# What to produce:
What you return should match the entries below exactly, only without the images.

Stored entries:

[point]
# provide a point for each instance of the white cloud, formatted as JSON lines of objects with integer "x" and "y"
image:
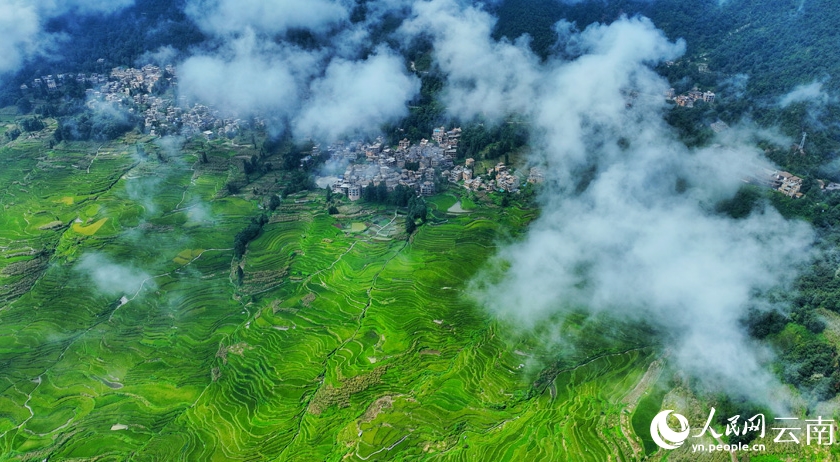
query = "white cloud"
{"x": 22, "y": 22}
{"x": 356, "y": 96}
{"x": 225, "y": 17}
{"x": 626, "y": 242}
{"x": 811, "y": 93}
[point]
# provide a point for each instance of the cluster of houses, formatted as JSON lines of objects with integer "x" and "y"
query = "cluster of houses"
{"x": 784, "y": 182}
{"x": 415, "y": 167}
{"x": 52, "y": 83}
{"x": 688, "y": 99}
{"x": 134, "y": 90}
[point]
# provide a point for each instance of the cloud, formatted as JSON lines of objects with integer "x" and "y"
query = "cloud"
{"x": 22, "y": 25}
{"x": 484, "y": 76}
{"x": 616, "y": 234}
{"x": 248, "y": 76}
{"x": 326, "y": 91}
{"x": 162, "y": 56}
{"x": 353, "y": 96}
{"x": 809, "y": 93}
{"x": 110, "y": 277}
{"x": 232, "y": 17}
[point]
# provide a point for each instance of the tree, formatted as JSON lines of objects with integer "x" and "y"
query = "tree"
{"x": 410, "y": 225}
{"x": 24, "y": 105}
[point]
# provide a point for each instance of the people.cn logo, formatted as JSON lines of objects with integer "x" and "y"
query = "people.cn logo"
{"x": 663, "y": 435}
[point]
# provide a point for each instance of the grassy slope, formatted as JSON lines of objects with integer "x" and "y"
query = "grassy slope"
{"x": 337, "y": 345}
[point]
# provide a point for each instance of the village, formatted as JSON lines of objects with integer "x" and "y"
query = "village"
{"x": 134, "y": 90}
{"x": 417, "y": 167}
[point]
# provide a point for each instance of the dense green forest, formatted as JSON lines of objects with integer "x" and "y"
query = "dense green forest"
{"x": 120, "y": 39}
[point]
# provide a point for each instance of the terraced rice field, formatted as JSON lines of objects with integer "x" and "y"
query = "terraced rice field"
{"x": 128, "y": 337}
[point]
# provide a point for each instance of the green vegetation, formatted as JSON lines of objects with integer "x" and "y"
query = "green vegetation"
{"x": 324, "y": 337}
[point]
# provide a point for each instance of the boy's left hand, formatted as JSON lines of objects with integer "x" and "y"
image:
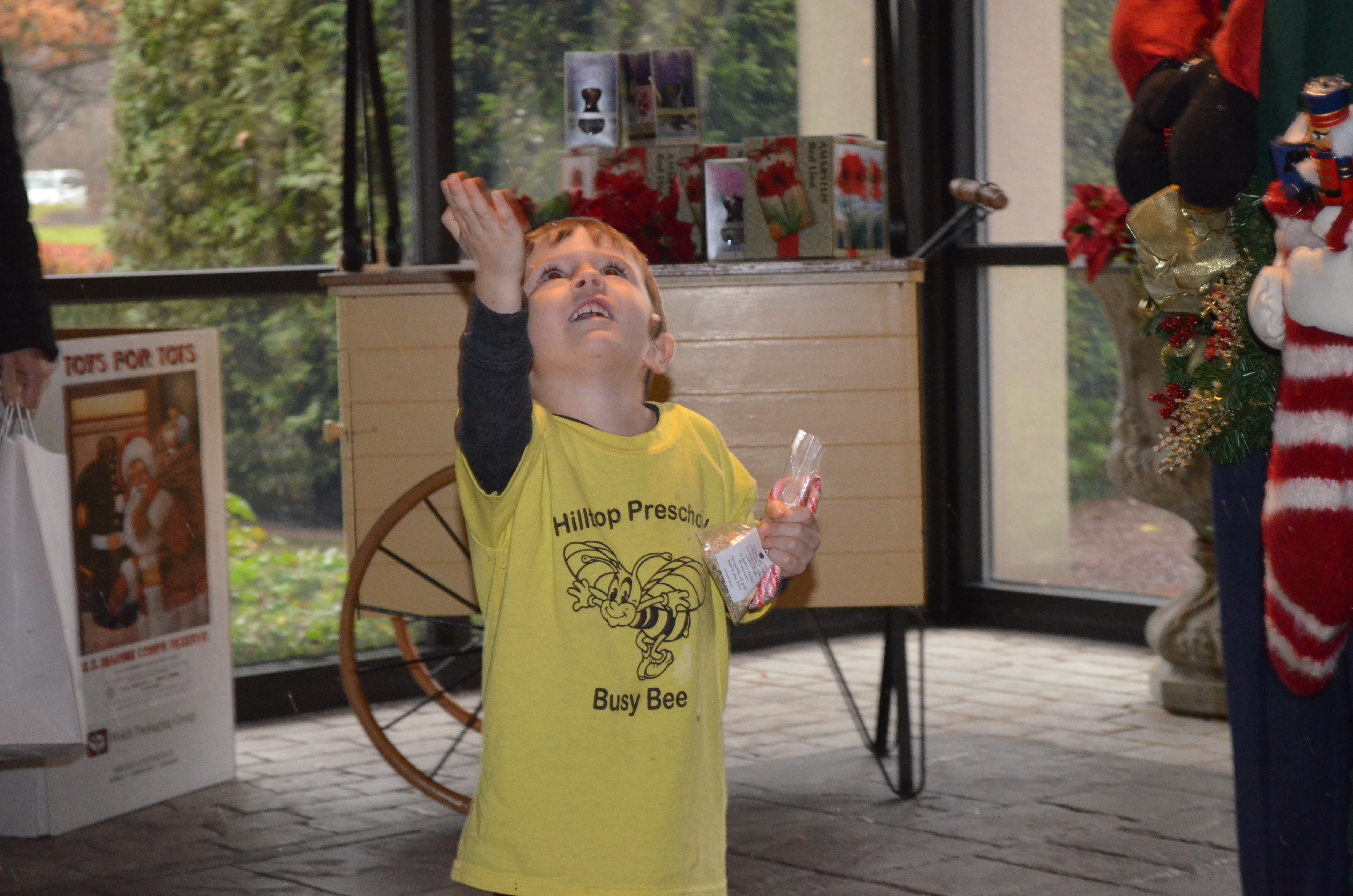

# Answer to this task:
[point]
# provide a point for each instance of the white cloud, formatted as JSON lines of objects with integer "x" and "y"
image:
query = "white cloud"
{"x": 22, "y": 22}
{"x": 356, "y": 96}
{"x": 225, "y": 17}
{"x": 626, "y": 242}
{"x": 811, "y": 93}
[point]
# provide a point for each instance of the cluster of houses, formatted as JSON lines of objects with integer "x" and "y"
query = "cluster of houses"
{"x": 784, "y": 182}
{"x": 415, "y": 167}
{"x": 52, "y": 83}
{"x": 688, "y": 99}
{"x": 134, "y": 90}
[point]
# provide a point for each instance of the cloud, formatted as JSON lines of objects with integer "x" and "y"
query = "cloud"
{"x": 22, "y": 25}
{"x": 484, "y": 76}
{"x": 616, "y": 234}
{"x": 248, "y": 76}
{"x": 326, "y": 91}
{"x": 162, "y": 56}
{"x": 353, "y": 96}
{"x": 809, "y": 93}
{"x": 110, "y": 277}
{"x": 232, "y": 17}
[point]
# provide a point for each instance of the tree, formatted as JSON lines of objects with integer "x" and "y"
query = "tree"
{"x": 410, "y": 225}
{"x": 24, "y": 105}
[point]
# provide a point for each instance of the people.cn logo, formatted as JSON lines of objects with integer "x" and "y"
query = "people.cn logo"
{"x": 663, "y": 435}
[point]
# provide a point for each instance of the grassy slope, formatted as JSON lines of objects with integer "x" and "y"
query = "grassy slope"
{"x": 337, "y": 345}
[point]
# provide a point for each instance of the village, formatted as JSON lines of objects with integer "x" and "y"
query = "village"
{"x": 134, "y": 90}
{"x": 417, "y": 167}
[point]
# provide a point for each instance of the dense green forest, formatted as JSON lines of objects with integer "x" and "y"
query = "dense green forest"
{"x": 120, "y": 39}
[point]
# provide a point for each instance of the terraced rice field, formatted as JSON lines of objects with integer "x" and "y"
query = "terraced rice field"
{"x": 128, "y": 337}
[point]
# provide a point for each instance of the green vegetation, formatted as JSON lines of objects with integer "x" and "y"
query = "green vegetation"
{"x": 324, "y": 337}
[point]
# provide a point for each instance of the boy's left hand, formatted as JSON lines of objects with integer "x" and "y"
image:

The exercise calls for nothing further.